■ **ASSIGNED TASK**: Below are several records. Retype exactly those lines running from the one with "Where can the woman's nose" through the one with "Where can the gloved", end lines included, and no others.

■ **DATA SHOWN**:
╭──

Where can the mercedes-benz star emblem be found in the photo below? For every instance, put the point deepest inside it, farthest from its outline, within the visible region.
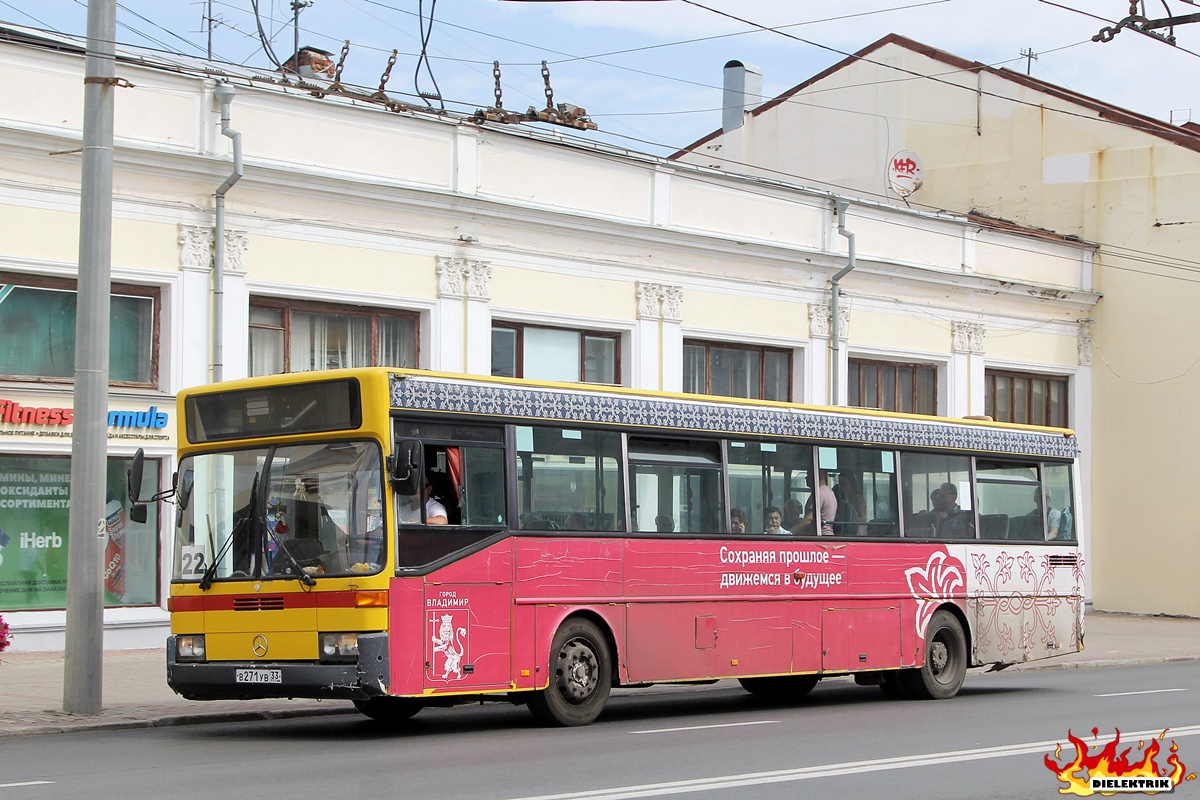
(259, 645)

╰──
╭──

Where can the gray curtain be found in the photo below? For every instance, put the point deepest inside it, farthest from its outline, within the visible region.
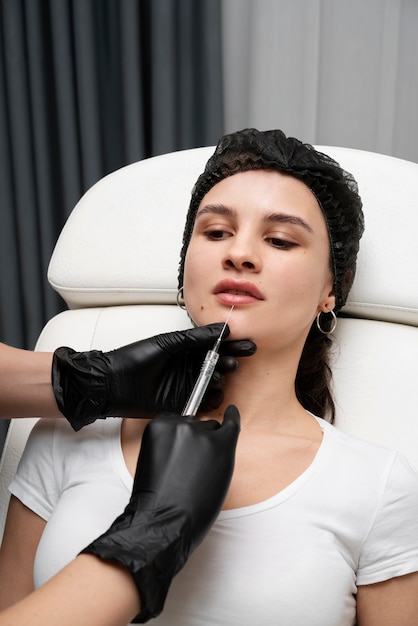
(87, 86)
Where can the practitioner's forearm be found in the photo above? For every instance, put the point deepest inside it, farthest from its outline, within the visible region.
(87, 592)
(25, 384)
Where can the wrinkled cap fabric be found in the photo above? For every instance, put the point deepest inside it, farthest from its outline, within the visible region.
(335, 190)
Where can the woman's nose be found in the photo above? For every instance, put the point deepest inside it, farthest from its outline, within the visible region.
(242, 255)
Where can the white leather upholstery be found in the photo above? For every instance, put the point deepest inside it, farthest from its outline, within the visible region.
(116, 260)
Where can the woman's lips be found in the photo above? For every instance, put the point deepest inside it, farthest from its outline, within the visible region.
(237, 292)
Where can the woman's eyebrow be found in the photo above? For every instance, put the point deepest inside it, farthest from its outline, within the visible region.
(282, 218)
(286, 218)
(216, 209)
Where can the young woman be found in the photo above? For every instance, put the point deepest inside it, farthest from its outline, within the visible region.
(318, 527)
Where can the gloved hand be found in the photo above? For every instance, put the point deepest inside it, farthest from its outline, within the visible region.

╰──

■ **ANSWER BELOW**:
Where can the woman's nose be found in the photo above? For every instance, put the point deepest inside it, farthest from its outline, within the visible region.
(242, 255)
Where can the white leather upholstery be found in the photo above? For every instance, put the point deepest inside it, farthest from its outline, within the visible region.
(116, 260)
Where can the woman's lips be found in the photo above? For every instance, put the point deepest inside it, farthest from its outline, within the visible region.
(237, 292)
Where can the woman's eyebrow be found in the photo above? For every instance, put the point deepest inside it, farthest from its outline, within the visible region.
(282, 218)
(286, 218)
(216, 209)
Where can the young woman be found in the photo above? For every instance, put the point deepest inside it, farthest from its outline, within the visible region.
(318, 527)
Where can the gloved hand be found in the photo above? For every instance, put the point deepest inside it, farthest from its outline, within the visible region.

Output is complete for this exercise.